Provided text Block Start

Two Dublin children whose mother died from diabetes complications have been praised for raising hundreds of euro for a charity to help other sufferers.
Valerie Sherlock was just 36 when she died a year ago this week.
Her death left her husband Brian and children Adam (11) and Codie (8) bereft, but the two Sherlock children have both been busy helping raise money for Diabetes Ireland so that other families may not suffer the same loss they have endured.
"They feel it is important to keep Valerie's legacy going. She was a wonderful mother and wife," said Brian (36) from their Balbriggan home.
The couple met in a pub in Santry 17 years ago, and were married for 10 of those years.
"I'm from Whitehall and Valerie was from Beaumont. She was a hairdresser and had managed her diabetes all her life after being diagnosed at one year of age," he explained.
"Valerie was outgoing and full of life, and was active until the day before she became ill. She had been out looking at Dublin beating Kerry in the All-Ireland before she got sick, and then she was in hospital for two weeks before she died.

Provided text Block End

Task objective:
Copy the article about the Sherlock children starting with "Valerie Sherlock was" and going on through "their Balbriggan home.", swapping "Diabetes Ireland" for "the diabetes charity". These entries have no connection to the article above.

Material provided Block Start

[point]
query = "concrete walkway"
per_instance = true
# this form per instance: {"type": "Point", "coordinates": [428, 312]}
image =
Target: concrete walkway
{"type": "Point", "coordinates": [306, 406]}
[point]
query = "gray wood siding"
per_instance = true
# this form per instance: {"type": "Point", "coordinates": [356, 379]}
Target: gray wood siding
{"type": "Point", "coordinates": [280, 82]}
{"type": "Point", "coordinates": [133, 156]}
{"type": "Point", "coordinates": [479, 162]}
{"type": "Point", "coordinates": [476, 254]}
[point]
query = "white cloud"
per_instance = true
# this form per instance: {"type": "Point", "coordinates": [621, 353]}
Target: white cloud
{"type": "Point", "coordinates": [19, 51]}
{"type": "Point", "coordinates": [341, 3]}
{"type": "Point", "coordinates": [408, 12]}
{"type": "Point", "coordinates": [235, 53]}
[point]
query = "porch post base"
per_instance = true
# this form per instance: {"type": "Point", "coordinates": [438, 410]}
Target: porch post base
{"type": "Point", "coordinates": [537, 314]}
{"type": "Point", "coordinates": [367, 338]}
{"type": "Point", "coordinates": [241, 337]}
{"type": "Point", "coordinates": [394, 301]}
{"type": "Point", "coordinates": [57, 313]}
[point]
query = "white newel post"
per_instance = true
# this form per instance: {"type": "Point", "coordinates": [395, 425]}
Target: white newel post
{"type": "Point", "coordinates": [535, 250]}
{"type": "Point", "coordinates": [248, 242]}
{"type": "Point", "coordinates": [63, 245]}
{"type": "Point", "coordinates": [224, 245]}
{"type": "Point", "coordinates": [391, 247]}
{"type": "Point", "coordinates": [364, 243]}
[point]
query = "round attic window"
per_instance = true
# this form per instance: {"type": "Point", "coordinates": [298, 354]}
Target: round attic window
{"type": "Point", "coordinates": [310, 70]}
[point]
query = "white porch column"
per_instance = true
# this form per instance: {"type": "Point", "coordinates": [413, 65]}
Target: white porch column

Material provided Block End

Expected answer:
Valerie Sherlock was just 36 when she died a year ago this week.
Her death left her husband Brian and children Adam (11) and Codie (8) bereft, but the two Sherlock children have both been busy helping raise money for the diabetes charity so that other families may not suffer the same loss they have endured.
"They feel it is important to keep Valerie's legacy going. She was a wonderful mother and wife," said Brian (36) from their Balbriggan home.